── Material ──

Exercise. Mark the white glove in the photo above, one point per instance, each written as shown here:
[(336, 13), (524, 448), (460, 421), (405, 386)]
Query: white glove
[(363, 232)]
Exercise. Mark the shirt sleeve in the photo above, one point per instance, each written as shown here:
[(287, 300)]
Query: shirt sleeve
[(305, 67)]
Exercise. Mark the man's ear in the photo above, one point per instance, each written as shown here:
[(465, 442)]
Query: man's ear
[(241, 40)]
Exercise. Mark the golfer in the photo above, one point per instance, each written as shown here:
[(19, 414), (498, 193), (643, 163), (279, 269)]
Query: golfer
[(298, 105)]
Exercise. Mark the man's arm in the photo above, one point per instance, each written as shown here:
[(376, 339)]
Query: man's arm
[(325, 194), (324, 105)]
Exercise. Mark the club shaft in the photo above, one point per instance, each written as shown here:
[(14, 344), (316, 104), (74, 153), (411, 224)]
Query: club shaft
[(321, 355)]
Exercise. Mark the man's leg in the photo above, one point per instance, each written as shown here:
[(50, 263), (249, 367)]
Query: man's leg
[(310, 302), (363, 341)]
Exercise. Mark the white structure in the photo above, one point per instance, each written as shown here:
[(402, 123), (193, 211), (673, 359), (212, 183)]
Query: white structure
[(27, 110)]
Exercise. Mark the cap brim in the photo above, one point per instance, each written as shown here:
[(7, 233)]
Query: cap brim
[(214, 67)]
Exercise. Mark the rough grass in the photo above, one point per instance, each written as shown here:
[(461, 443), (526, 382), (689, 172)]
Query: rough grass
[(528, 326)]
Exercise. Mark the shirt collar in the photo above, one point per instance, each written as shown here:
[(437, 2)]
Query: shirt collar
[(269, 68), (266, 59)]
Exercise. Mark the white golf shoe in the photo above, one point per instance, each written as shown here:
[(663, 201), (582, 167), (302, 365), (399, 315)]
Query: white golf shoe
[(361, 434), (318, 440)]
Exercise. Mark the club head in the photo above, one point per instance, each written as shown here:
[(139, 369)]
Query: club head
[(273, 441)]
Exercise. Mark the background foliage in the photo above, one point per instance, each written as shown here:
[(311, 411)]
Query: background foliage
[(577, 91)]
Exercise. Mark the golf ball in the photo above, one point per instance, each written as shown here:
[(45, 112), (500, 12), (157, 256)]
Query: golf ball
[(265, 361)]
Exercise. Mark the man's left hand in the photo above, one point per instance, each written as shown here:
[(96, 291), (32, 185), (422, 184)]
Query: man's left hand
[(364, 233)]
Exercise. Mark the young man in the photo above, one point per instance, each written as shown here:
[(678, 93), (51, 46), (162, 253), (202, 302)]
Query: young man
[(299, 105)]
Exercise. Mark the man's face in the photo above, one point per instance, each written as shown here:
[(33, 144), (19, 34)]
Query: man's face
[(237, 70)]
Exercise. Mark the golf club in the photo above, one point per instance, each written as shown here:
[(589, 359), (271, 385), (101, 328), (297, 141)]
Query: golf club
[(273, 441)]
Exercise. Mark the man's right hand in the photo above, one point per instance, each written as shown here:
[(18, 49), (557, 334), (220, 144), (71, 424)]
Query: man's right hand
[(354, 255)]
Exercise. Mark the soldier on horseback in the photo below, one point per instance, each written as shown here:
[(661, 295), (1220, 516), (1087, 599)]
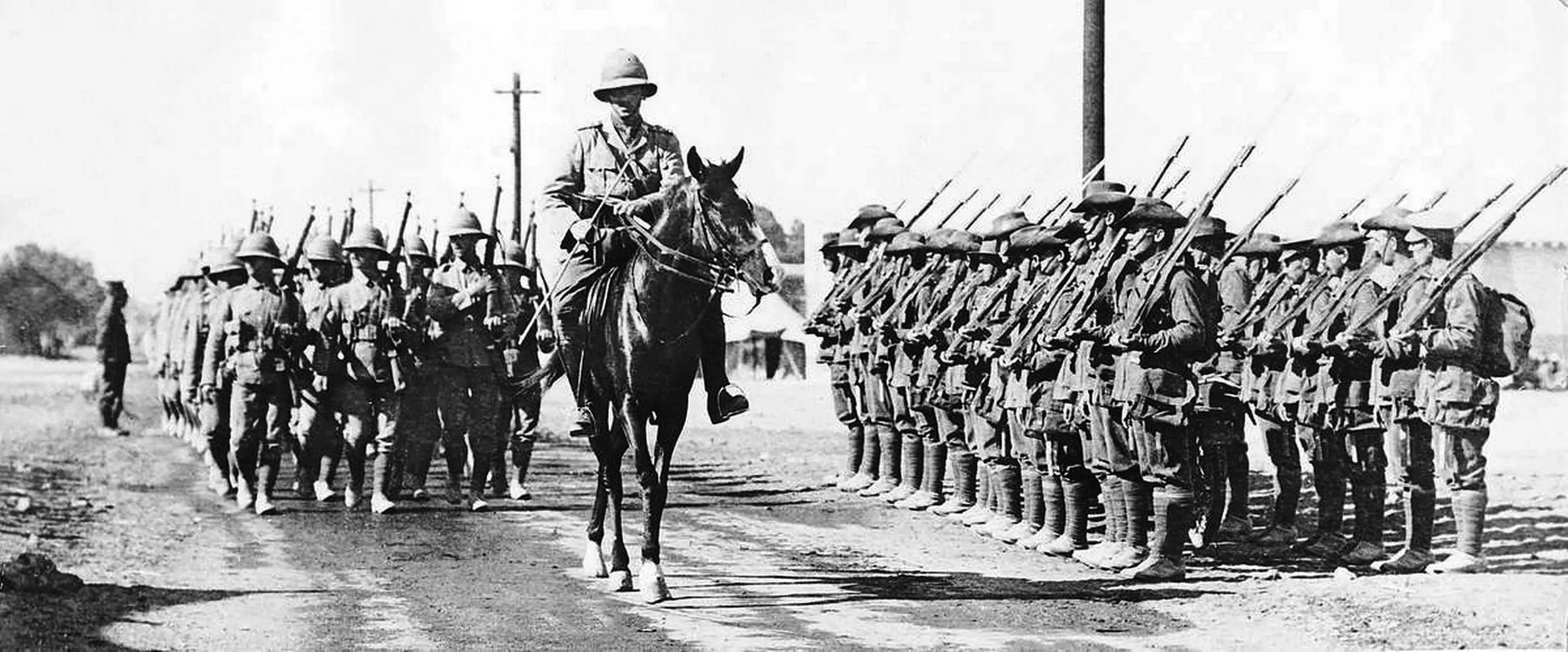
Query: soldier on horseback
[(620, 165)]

───

**Given task**
Format every line of the rows above as a numbered list, omitting any blank lines. Leave the pictures out of your answer.

**Task output**
1. Exercise. Mark the white glove in the photo above, one point per instance, each written as shown here:
2. [(336, 13), (524, 448), (460, 421), (405, 386)]
3. Query: white glove
4. [(363, 232)]
5. Exercise. Mark the shirt sleeve in the photo above, one point per instance, each written as shown here:
6. [(287, 300)]
7. Query: shirt sleeve
8. [(305, 67)]
9. Exercise. Mark the man's ear in the photo above, one point per instance, each written as shown here:
10. [(465, 442)]
11. Query: man's ear
12. [(241, 40)]
13. Exercise. Mark the golfer in the photo above, one point per instance, each written as shown here:
14. [(19, 414), (498, 193), (643, 163), (279, 269)]
15. Query: golfer
16. [(298, 105)]
17. Exercise. Mark the man's arm in the photo above, one point per instance, each written as shown here:
18. [(376, 339)]
19. Query: man's arm
20. [(325, 194), (324, 105)]
21. Exercise. Mark the club shaft in the photo above, one point per instance, each written as shown here:
22. [(14, 344), (316, 104), (74, 153), (411, 224)]
23. Query: club shaft
24. [(321, 355)]
25. Exercise. Mark the man's leg in the photo above, one point per instance, each written as shown here:
26. [(50, 263), (249, 367)]
27. Query: man's leg
28. [(310, 302), (363, 341)]
29. Exercise. Mark the white structure in the photo above, one point per instance, each written as shown here:
30. [(402, 123), (193, 211), (673, 359), (212, 183)]
31. Query: white structure
32. [(27, 110)]
33. Exercise. Mark the cap brim in the photo above, one point per instance, each written as shown here:
34. [(7, 233)]
35. Query: cap brim
36. [(214, 67)]
37. Exercise. Mark the rough grass in the photo above, one point per instance, each written as shown here:
38. [(461, 443), (526, 382), (689, 172)]
39. Query: rough grass
40. [(528, 326)]
41. Exercise. Mark the shirt collar in the photo above, one point per instance, each written as shown here:
42. [(437, 2)]
43. Query: shirt collar
44. [(269, 68), (266, 59)]
45. Exercise. Mark the white golf shoe in the photo above, one point per instance, each written as shown here:
46. [(663, 201), (582, 167), (302, 365), (399, 315)]
47. Query: white golf shoe
48. [(361, 434), (318, 440)]
49. Exercise. Mark the club head in the photo above, one point per instance, each written as shown here:
50. [(139, 369)]
51. Query: club head
52. [(273, 441)]
53. Exercise. Mark the background foliage in the photo above, one point per instance, each written as shown here:
54. [(311, 411)]
55. Query: background foliage
56. [(577, 91)]
57. Exercise. Mark the golf ball in the photo above, one point per instance, each written as shown here:
58. [(45, 112), (500, 12), (157, 256)]
59. Query: golf ball
60. [(265, 361)]
61. Exercise. Mark the man's left hand in the photo above, one point per instance, each written as shown here:
62. [(96, 291), (32, 185), (422, 184)]
63. Query: man's left hand
64. [(364, 233)]
65. Exercise. Mark the young man in the photo above, one point per instance, each written as shown here:
66. [(678, 93), (51, 46), (162, 253), (202, 302)]
67. Query: young man
68. [(299, 105)]
69. Exercise. Mark the man's face in the photo above, one point per instance, each written as shown here:
70. [(33, 144), (19, 34)]
71. Query: man's face
72. [(237, 70)]
73. Exercise. Mark the golf club in the photo above, one point per instance, each written as shown here:
74. [(589, 359), (271, 385), (101, 328), (297, 141)]
75. Query: golf club
76. [(273, 441)]
77. Exercise. Mark the man's right hand in the photo above, one point per instance, each written as shown here:
78. [(18, 49), (557, 334), (220, 144), (71, 424)]
79. Query: man's right hand
80. [(354, 255)]
81. Exercise. Mark the soldier on horseback in the photo below, one point per instance, each written as shown here:
82. [(661, 295), (1220, 516), (1087, 599)]
83. Query: soldier on horseback
84. [(620, 165)]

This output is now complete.